As Daniel Jacobs first rose from battling a life-threatening spine tumor to become a world champion boxer, he wondered why nearly every interview and story about him concentrated so heavily on the "cancer fighter" theme.
Now, as the inspiring story of his fight to beat the illness has touched so many, Jacobs can think of no better characterization.
"I understand that the people who've been around [the sport] and hear it over and over again might get tired of it, but there are still millions who don't know my story, who can still be reached, and still be inspired. I never get tired of telling my story," Jacobs said. "My life is meaningful. I understand that. It's bigger than just me.
"At the same time, I want to be known as a talented kid, and I think [Saturday] is my opportunity to prove that — that along with talking about the cancer, you've got to say Daniel Jacobs is an exceptional fighter."
Jacobs, the secondary World Boxing Assn. middleweight champion (32-1, 29 knockouts), has said his HBO pay-per-view main event at Madison Square Garden against three-belt world champion Gennady Golovkin (36-0, 33 KOs) has a feel of "destiny," after the health battle that required surgery and sidelined him through 2011-12.
Jacobs' persistence and optimism fueled a recovery that began while he still in a wheelchair and culminated in a first-round knockout of top contender Peter Quillin and a five-knockdown destruction of former world champion Sergio Mora last year.
"I saw him in the gym with this [neck] brace on [and] he looked like Frankenstein's monster — just needed the bolts in his neck — and he moved like he was 8,000 years old," Jacobs' trainer, Andre Rozier, said. "But he did some shadow boxing, and lo and behold, [months later] he won the WBA championship. From that moment, I knew he'd never be stopped."
Regarding Golovkin, who has knocked out 23 consecutive foes, Jacobs consulted with a slew of experts in hopes of extending his own knockout streak to 13.
He and Rozier set up camp in the Bay Area to work with unbeaten light-heavyweight champion Andre Ward and his trainer, Virgil Hunter, while employing health and conditioning assistance from former Bay Area Laboratory Co-Operative mastermind Victor Conte. He also employed college-educated former junior-welterweight world champion Chris Algieri as a nutritionist.

§ Problem description: Copy the passage of the Daniel Jacobs article word for word, from "Jacobs' persistence and" up to and including "streak to 13.".

§ Records:
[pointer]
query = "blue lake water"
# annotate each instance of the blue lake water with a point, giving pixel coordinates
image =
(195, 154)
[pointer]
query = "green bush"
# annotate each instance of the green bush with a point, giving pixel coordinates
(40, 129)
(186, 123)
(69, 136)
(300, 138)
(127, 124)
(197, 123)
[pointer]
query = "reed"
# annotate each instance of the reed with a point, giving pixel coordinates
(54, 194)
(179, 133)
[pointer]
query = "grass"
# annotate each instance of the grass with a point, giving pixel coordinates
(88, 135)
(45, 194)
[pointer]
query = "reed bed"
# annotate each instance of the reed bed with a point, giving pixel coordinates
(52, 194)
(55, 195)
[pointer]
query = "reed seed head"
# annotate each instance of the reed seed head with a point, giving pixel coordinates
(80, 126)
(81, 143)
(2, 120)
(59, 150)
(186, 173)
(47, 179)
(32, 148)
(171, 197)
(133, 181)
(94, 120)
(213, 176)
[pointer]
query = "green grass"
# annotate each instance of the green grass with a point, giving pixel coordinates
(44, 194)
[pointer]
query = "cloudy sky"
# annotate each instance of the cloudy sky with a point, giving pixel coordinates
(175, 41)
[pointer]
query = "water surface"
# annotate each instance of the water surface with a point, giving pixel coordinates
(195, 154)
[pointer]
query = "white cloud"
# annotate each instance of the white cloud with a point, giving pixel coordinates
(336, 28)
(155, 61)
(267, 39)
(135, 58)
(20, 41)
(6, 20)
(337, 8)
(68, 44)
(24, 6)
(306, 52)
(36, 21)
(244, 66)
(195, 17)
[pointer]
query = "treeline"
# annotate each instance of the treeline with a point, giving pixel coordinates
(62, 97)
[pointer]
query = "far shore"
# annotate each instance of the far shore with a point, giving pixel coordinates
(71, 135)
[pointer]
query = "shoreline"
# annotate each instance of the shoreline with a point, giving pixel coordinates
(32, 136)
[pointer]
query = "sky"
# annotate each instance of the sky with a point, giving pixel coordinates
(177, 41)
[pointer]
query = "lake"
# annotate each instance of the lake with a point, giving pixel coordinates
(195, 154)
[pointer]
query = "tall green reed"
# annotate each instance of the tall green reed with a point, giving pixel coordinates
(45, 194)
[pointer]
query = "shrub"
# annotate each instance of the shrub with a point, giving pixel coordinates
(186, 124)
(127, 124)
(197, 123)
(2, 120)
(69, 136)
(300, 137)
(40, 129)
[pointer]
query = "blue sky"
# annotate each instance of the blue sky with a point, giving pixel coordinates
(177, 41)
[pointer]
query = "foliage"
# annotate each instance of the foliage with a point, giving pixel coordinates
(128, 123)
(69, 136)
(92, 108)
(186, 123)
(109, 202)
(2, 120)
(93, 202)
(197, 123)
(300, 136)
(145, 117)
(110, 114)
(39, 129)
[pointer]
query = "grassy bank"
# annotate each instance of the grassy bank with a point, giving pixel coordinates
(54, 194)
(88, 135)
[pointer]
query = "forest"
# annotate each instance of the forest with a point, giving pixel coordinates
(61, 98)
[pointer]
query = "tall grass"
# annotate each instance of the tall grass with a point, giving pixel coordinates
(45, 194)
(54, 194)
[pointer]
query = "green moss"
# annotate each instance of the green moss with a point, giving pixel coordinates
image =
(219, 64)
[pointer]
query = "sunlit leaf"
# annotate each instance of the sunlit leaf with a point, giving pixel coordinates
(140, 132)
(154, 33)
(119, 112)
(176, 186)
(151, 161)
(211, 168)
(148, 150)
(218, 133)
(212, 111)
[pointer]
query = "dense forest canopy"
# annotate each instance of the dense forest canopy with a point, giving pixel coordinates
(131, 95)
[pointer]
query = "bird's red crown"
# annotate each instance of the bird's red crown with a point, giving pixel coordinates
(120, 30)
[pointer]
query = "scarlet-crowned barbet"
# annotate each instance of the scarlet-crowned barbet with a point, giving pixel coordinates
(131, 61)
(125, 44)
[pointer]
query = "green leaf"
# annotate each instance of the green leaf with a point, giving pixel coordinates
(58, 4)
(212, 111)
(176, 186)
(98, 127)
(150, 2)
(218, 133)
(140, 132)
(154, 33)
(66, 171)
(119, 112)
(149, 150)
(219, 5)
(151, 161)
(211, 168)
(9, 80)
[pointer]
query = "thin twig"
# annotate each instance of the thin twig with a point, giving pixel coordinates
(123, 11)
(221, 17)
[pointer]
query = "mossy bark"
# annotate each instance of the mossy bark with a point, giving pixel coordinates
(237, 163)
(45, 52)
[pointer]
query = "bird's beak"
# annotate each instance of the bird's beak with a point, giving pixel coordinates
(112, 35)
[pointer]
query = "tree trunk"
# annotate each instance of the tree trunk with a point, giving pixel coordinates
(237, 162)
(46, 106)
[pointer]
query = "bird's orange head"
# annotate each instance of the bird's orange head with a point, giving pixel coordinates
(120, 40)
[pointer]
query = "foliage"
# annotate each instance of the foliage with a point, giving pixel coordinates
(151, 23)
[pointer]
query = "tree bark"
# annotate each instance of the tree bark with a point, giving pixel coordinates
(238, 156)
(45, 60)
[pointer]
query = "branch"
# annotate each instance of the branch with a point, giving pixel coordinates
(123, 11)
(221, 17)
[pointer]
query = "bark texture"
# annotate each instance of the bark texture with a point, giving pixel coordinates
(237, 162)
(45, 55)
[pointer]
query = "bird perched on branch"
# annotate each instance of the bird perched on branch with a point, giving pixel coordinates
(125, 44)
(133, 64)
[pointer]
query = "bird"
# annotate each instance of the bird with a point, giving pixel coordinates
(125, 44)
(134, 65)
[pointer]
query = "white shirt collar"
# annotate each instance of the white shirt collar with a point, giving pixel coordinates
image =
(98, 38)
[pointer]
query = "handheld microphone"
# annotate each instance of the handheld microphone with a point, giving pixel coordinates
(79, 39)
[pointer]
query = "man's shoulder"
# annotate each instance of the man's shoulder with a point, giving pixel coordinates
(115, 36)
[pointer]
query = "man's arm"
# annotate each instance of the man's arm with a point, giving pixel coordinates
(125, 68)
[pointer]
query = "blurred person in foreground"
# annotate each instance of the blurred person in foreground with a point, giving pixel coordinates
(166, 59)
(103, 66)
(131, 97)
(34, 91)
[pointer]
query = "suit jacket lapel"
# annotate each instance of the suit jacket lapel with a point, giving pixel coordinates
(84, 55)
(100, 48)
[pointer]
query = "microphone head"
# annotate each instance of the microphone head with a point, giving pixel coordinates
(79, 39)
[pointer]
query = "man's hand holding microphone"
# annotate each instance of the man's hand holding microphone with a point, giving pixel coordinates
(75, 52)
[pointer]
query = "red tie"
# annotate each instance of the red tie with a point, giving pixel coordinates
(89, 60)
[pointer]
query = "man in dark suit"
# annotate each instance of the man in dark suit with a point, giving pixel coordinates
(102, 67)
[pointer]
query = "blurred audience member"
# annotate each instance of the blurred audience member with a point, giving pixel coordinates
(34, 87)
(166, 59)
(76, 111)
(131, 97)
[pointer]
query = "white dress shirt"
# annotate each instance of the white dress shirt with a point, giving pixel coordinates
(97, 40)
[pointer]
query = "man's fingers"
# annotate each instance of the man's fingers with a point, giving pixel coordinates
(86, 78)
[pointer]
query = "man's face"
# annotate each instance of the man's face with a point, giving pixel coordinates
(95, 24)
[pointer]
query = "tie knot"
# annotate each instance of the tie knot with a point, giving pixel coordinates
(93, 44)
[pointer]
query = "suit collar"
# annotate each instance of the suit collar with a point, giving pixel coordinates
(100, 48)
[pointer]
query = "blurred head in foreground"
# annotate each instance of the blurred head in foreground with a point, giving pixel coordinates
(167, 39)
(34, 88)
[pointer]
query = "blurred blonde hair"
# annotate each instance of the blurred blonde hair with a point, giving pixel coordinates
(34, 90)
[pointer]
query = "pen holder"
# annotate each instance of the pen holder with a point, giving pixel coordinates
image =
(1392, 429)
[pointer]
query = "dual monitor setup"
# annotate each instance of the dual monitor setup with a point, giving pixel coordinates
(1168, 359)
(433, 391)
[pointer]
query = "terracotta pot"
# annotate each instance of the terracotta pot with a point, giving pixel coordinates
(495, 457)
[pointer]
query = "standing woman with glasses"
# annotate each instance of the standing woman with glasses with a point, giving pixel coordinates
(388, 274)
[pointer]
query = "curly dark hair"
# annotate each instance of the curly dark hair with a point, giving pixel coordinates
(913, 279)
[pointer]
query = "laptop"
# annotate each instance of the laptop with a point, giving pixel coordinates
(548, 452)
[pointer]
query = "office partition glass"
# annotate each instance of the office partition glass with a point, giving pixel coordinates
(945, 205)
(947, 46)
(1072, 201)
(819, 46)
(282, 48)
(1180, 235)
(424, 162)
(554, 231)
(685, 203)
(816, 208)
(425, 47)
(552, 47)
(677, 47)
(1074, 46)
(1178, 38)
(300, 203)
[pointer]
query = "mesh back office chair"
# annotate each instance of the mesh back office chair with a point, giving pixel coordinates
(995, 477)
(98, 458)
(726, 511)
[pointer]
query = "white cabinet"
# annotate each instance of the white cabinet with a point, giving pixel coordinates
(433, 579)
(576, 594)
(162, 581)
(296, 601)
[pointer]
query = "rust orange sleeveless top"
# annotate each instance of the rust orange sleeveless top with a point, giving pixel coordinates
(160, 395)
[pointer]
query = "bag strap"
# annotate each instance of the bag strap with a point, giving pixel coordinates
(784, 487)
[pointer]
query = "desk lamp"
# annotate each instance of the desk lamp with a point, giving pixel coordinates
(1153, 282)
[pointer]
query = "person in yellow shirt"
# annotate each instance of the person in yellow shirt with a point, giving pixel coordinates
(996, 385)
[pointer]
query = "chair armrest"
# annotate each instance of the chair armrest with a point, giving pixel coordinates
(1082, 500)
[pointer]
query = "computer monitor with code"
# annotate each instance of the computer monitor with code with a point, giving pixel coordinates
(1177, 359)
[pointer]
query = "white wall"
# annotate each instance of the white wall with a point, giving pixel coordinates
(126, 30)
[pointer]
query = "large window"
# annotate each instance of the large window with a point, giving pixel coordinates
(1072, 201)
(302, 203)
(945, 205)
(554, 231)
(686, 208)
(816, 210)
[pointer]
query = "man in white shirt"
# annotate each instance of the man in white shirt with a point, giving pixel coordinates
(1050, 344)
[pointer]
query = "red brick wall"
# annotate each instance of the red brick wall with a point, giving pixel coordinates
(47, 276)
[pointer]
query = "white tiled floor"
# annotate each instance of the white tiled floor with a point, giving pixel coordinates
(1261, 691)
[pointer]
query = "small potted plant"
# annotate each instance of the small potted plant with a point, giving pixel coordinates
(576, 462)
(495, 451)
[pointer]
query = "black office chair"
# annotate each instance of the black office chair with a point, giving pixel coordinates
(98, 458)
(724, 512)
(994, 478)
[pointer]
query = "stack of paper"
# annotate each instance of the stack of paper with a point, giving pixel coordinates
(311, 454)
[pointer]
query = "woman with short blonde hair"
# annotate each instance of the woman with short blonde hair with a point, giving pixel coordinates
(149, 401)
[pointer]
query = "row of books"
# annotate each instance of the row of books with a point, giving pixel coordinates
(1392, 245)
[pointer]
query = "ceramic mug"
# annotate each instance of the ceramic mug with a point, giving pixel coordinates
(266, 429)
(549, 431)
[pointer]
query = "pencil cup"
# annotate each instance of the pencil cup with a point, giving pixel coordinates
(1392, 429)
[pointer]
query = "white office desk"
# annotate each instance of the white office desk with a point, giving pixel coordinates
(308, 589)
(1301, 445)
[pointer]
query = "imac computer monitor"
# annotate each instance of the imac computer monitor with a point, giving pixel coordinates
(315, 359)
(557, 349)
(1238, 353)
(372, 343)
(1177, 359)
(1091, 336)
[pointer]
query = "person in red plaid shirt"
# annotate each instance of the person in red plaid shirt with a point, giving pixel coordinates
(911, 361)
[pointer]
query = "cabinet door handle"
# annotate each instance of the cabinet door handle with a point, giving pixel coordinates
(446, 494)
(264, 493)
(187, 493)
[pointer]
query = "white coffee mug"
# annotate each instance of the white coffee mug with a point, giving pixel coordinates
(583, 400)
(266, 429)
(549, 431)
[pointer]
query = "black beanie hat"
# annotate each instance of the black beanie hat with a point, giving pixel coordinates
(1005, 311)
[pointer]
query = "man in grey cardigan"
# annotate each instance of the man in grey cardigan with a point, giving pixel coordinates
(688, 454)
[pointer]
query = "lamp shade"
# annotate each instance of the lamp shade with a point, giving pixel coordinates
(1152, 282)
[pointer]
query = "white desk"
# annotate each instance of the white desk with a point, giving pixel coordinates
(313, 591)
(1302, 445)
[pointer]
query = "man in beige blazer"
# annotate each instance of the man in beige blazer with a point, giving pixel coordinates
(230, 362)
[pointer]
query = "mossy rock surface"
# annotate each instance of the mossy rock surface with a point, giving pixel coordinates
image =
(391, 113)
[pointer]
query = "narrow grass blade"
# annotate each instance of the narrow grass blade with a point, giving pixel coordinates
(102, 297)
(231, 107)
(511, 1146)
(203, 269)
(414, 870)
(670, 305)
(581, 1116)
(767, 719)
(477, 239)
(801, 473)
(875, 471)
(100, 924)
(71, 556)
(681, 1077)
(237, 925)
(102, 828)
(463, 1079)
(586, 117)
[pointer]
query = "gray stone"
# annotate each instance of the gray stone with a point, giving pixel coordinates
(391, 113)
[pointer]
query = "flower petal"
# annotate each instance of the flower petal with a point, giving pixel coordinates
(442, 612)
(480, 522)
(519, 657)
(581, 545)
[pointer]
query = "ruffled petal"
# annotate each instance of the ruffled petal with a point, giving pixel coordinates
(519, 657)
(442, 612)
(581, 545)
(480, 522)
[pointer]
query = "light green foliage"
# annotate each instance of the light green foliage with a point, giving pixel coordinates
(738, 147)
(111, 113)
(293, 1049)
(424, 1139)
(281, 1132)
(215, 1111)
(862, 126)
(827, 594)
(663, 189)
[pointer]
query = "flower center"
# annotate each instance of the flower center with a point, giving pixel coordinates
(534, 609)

§ Completed exercise:
Jacobs' persistence and optimism fueled a recovery that began while he still in a wheelchair and culminated in a first-round knockout of top contender Peter Quillin and a five-knockdown destruction of former world champion Sergio Mora last year.
"I saw him in the gym with this [neck] brace on [and] he looked like Frankenstein's monster — just needed the bolts in his neck — and he moved like he was 8,000 years old," Jacobs' trainer, Andre Rozier, said. "But he did some shadow boxing, and lo and behold, [months later] he won the WBA championship. From that moment, I knew he'd never be stopped."
Regarding Golovkin, who has knocked out 23 consecutive foes, Jacobs consulted with a slew of experts in hopes of extending his own knockout streak to 13.